**Try it**
Where a line below holds the string "jersey", that line goes into the answer.
::: Data provided
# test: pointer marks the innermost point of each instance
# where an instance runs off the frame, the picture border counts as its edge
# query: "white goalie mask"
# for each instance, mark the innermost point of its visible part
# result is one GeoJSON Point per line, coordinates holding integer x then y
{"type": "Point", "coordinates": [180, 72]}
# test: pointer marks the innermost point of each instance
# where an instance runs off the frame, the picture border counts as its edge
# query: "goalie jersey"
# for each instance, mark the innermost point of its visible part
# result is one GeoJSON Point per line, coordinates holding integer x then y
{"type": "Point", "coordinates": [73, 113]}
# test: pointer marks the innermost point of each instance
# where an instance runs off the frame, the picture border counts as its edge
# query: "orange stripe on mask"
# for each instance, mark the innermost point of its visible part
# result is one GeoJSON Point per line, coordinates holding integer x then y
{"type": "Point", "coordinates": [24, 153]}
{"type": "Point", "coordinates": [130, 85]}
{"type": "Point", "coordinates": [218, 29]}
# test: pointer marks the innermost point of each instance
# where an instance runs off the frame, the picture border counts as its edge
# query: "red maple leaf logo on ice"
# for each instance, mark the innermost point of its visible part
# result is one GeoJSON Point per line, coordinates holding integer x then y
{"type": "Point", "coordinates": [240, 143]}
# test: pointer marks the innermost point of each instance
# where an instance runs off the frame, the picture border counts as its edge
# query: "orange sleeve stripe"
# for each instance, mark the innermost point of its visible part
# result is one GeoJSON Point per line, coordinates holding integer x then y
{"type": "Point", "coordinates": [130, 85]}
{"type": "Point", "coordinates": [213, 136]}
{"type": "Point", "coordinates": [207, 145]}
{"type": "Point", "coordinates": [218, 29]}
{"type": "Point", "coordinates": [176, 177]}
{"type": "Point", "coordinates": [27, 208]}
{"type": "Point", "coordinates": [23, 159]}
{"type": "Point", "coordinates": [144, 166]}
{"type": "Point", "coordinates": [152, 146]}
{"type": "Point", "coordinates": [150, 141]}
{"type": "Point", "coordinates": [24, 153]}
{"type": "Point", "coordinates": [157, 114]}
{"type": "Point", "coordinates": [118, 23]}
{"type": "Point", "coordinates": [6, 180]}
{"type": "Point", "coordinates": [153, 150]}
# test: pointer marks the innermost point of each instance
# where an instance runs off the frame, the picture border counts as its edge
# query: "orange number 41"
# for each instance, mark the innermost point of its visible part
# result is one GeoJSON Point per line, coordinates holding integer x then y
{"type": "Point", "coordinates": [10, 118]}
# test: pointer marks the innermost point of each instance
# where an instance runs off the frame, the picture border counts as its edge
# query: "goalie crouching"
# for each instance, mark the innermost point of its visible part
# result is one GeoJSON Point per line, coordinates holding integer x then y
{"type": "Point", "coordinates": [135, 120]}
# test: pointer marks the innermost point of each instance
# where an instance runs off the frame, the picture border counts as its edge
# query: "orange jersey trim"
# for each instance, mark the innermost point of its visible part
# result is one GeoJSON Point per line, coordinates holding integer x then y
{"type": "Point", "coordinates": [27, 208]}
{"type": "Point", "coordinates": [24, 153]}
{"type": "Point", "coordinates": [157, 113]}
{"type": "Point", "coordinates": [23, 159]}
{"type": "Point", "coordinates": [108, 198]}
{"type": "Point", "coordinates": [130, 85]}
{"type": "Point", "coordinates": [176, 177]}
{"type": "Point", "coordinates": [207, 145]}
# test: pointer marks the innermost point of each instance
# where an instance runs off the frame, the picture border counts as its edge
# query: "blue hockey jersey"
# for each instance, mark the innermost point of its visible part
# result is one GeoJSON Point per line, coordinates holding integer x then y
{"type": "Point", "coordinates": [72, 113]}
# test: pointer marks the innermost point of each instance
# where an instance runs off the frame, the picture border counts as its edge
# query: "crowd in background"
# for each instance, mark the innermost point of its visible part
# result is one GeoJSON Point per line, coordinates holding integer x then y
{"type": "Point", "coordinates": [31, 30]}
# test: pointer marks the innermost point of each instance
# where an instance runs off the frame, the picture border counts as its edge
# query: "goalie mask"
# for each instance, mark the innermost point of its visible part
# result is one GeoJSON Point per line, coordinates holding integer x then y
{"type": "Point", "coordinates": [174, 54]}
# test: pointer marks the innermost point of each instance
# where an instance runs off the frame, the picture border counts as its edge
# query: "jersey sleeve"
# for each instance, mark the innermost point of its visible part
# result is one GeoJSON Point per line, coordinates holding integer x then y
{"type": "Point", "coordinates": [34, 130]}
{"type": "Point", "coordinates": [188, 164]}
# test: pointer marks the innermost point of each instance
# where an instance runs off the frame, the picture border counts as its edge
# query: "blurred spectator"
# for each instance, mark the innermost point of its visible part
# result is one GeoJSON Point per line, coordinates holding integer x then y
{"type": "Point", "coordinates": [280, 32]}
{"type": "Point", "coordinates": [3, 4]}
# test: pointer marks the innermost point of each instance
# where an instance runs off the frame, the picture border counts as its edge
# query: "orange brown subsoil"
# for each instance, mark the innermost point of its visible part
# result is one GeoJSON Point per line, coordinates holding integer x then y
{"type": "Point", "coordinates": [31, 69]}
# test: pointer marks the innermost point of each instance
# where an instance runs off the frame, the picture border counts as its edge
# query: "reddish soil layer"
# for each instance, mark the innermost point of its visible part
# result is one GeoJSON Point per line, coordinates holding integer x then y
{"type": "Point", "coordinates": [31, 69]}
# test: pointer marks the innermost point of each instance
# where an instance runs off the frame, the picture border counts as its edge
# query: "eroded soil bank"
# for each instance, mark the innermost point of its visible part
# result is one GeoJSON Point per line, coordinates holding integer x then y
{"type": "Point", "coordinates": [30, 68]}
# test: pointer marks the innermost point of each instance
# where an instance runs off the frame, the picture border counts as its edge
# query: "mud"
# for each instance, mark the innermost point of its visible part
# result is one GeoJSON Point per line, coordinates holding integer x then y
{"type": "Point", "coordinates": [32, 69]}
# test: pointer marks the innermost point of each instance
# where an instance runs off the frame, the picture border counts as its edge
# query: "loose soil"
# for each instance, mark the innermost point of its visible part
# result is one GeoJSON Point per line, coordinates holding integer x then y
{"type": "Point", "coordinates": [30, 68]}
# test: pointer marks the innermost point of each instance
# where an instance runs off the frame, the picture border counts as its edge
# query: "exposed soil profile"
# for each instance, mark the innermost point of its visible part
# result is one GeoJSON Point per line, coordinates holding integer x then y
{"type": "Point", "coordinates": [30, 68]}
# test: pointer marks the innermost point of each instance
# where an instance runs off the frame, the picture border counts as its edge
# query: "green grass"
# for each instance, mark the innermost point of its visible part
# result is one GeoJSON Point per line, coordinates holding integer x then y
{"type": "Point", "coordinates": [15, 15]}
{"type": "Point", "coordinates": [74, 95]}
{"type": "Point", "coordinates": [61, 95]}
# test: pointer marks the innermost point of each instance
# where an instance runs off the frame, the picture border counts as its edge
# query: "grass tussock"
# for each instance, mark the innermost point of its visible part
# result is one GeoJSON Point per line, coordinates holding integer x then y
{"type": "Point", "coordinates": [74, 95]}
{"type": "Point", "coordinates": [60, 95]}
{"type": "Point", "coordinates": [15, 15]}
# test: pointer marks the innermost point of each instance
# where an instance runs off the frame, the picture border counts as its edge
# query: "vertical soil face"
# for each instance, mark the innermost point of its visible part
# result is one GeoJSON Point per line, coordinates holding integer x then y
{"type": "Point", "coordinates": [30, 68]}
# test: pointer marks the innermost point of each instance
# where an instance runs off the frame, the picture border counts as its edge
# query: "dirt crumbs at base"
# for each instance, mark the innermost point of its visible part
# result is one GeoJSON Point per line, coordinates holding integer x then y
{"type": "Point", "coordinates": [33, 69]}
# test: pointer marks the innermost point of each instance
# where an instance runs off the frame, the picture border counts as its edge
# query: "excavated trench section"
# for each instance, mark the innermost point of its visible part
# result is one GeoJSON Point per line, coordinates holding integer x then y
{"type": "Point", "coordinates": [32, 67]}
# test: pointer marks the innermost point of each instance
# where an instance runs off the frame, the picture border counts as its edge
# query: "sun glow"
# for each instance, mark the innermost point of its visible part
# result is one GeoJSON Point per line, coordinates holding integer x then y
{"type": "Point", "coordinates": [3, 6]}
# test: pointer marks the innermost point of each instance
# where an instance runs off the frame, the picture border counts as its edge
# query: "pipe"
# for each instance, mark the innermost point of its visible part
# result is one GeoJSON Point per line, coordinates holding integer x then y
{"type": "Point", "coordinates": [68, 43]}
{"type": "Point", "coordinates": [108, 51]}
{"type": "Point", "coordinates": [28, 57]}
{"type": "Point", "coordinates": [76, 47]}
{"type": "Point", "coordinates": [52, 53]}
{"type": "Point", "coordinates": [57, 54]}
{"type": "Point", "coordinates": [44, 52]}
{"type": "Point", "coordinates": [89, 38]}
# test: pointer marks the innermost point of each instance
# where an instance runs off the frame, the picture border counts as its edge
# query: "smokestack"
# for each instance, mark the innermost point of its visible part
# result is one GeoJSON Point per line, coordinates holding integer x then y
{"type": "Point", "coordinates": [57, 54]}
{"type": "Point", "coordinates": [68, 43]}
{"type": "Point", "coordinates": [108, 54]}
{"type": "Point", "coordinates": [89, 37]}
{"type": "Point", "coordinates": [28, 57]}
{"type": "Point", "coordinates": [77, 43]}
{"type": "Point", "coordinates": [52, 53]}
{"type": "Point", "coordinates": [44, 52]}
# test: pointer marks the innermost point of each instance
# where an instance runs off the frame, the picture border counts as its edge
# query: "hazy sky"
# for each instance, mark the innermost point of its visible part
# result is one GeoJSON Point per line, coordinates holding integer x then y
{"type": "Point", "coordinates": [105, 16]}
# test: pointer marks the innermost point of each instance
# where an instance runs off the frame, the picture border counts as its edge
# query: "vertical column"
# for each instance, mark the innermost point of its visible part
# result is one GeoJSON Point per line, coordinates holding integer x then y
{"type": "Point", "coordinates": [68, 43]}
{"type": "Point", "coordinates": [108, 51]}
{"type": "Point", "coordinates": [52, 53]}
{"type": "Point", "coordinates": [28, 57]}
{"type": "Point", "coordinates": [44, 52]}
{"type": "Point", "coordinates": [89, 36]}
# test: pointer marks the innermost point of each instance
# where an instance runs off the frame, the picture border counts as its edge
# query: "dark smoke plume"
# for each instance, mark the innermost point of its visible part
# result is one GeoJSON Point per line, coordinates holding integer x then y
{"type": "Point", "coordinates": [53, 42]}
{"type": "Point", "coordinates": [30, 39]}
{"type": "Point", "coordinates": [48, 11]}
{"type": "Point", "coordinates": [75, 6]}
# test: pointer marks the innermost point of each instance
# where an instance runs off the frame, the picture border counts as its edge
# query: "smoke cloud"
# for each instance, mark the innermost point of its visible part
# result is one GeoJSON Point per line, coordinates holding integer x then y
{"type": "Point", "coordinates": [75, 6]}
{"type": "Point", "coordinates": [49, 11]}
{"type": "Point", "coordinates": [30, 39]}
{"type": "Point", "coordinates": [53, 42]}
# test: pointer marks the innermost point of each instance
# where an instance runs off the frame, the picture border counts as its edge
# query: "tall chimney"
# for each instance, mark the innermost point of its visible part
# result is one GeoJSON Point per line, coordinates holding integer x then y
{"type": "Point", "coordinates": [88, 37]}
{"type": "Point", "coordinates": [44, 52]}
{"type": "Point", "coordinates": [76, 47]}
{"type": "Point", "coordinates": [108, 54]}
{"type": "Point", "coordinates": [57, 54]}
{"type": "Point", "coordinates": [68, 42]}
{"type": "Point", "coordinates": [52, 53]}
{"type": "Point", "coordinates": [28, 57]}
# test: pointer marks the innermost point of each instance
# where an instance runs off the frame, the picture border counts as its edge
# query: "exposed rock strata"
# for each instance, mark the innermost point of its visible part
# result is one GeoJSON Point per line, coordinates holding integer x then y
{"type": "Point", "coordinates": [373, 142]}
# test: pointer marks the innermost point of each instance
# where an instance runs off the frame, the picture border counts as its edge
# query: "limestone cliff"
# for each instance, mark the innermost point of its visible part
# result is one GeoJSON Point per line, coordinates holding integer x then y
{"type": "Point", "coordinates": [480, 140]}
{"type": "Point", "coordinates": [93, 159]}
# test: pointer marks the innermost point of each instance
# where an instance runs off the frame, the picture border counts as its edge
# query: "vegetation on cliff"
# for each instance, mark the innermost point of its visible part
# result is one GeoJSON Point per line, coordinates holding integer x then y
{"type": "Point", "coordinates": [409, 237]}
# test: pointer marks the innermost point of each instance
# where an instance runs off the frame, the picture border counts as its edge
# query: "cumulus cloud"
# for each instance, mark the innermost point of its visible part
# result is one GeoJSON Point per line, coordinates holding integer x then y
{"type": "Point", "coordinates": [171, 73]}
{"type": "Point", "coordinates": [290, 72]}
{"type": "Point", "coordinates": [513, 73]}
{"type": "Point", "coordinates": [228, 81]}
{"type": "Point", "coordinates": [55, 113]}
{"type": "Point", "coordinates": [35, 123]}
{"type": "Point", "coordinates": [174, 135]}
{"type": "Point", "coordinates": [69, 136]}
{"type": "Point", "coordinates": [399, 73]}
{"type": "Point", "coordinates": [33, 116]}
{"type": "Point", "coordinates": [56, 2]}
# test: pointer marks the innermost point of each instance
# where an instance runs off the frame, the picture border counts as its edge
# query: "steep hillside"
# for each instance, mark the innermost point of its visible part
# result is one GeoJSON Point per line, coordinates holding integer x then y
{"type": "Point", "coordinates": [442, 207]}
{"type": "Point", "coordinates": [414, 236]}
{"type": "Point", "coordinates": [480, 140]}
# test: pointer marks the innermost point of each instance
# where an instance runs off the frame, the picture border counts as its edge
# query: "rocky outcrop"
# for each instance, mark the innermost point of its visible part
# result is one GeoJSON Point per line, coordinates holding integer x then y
::::::
**Exercise answer**
# query: "goalie jersey"
# query: "orange jersey trim"
# query: "blue hockey jersey"
# query: "jersey sleeve"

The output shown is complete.